EXERCISE DESCRIPTION
Reproduce the records starting at the line that contains "the soil, one" and ending at the end of the records, substituting "steel wire" for "metal wire" and leaving everything else unchanged.

LISTING
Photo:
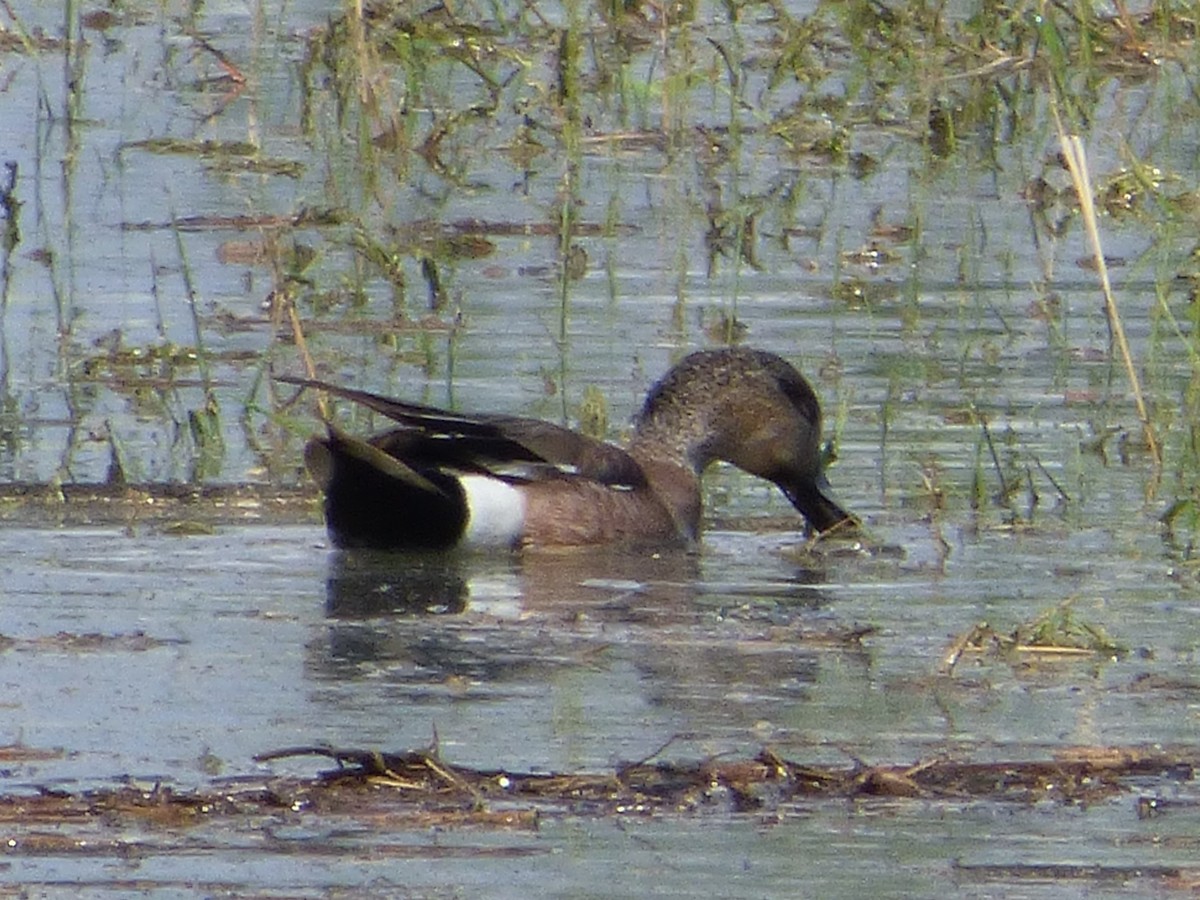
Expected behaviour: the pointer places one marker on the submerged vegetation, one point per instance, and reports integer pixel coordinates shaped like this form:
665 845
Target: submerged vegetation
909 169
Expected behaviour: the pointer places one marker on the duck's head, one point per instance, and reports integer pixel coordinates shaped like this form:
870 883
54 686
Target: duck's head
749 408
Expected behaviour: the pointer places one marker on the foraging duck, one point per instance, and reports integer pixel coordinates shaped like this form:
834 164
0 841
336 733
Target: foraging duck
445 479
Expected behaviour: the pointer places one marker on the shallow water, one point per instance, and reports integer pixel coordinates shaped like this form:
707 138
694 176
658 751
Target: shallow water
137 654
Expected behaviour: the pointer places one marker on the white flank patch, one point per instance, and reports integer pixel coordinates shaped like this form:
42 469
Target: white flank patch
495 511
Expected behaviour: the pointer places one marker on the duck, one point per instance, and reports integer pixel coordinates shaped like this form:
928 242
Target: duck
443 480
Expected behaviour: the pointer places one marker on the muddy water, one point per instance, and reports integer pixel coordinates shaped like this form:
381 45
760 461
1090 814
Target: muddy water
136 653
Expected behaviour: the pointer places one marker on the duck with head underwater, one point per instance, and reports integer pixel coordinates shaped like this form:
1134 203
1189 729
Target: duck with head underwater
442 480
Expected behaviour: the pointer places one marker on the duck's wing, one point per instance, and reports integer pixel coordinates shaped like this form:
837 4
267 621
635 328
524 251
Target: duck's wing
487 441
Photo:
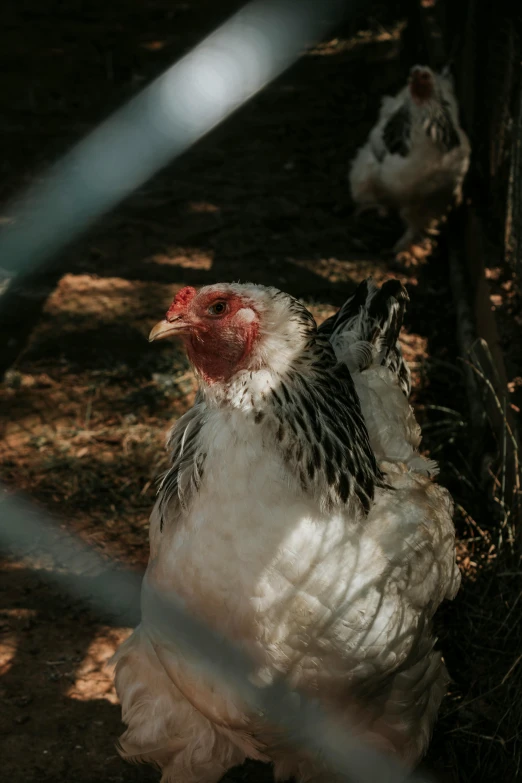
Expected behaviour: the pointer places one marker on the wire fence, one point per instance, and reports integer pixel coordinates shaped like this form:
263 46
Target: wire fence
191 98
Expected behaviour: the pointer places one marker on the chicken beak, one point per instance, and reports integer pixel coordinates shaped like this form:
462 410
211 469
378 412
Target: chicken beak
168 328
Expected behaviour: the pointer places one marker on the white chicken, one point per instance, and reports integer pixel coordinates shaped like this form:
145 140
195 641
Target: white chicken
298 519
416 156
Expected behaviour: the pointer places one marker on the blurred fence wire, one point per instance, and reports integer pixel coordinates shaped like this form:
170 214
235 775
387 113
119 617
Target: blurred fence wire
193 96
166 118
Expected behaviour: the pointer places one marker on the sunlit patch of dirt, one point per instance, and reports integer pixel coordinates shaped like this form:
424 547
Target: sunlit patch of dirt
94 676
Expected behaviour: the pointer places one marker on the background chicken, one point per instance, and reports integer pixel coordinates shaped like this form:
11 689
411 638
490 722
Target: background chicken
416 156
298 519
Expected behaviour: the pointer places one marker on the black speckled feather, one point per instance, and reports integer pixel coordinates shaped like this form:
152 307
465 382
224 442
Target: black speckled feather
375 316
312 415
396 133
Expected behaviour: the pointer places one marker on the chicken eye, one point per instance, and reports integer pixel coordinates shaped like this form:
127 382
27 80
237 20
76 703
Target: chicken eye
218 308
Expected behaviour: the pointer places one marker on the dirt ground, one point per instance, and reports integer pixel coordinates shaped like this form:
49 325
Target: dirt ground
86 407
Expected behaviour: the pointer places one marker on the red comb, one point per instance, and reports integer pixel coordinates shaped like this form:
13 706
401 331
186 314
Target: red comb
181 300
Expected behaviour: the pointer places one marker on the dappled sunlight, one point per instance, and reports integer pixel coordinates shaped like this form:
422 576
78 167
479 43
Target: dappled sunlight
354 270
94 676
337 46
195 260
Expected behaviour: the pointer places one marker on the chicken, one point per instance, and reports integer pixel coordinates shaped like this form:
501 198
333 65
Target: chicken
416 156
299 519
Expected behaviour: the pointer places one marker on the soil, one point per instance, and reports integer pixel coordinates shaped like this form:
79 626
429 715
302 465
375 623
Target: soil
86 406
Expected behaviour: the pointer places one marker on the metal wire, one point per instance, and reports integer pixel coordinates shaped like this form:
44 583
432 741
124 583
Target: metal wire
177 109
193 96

EXERCISE SOLUTION
Expected behaviour: the pointer places one marker on the soil, one point per instance, and reports integer pixel coordinates shaped like this form:
79 626
429 715
302 465
375 623
Target: soil
86 406
Expected behaviour: the pointer places one marker on the steel wire, one point per instance, and reports integer pixel coordinates shaped like this form:
44 583
432 741
124 583
Target: steel wire
177 109
193 96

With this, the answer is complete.